Requirements
Please change every "limestone block" in the entries below to "sandstone block" and give the lines again with nothing else altered, leaving out the pictures.

**** Entries supplied

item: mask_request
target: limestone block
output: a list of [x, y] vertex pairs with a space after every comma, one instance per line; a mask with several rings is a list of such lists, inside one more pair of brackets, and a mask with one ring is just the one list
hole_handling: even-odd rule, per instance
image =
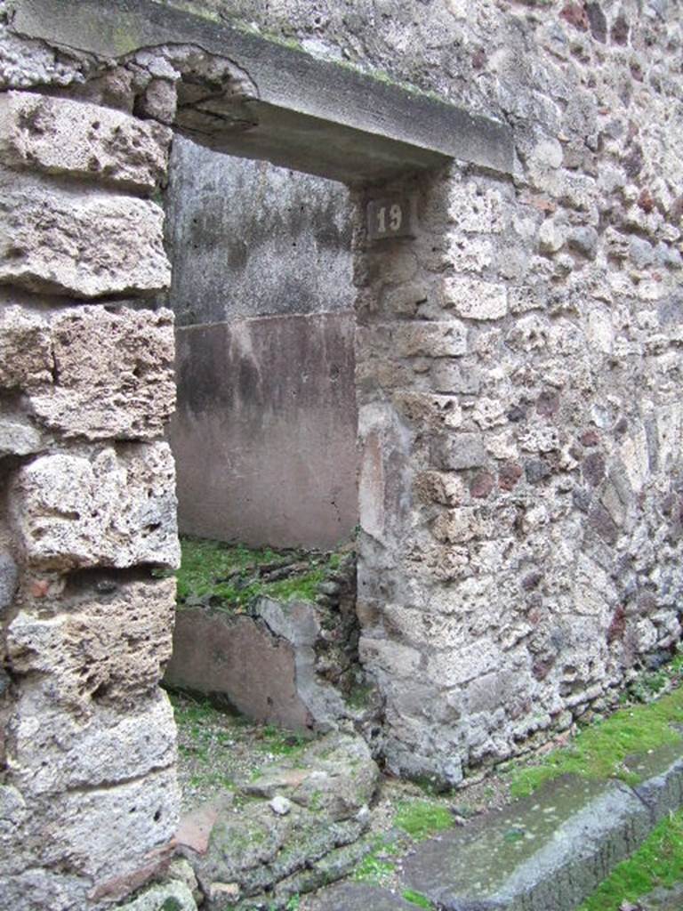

********

Exercise answer
item: mask_request
target: sandstone block
output: a list of [x, y] vertex pairs with a space after every comma, one instance per line; a mask with several rings is a list of such lists, inside one more pair of brackets, and a mask with one ring is just the one list
hole_handling: even-odd rule, per instance
image =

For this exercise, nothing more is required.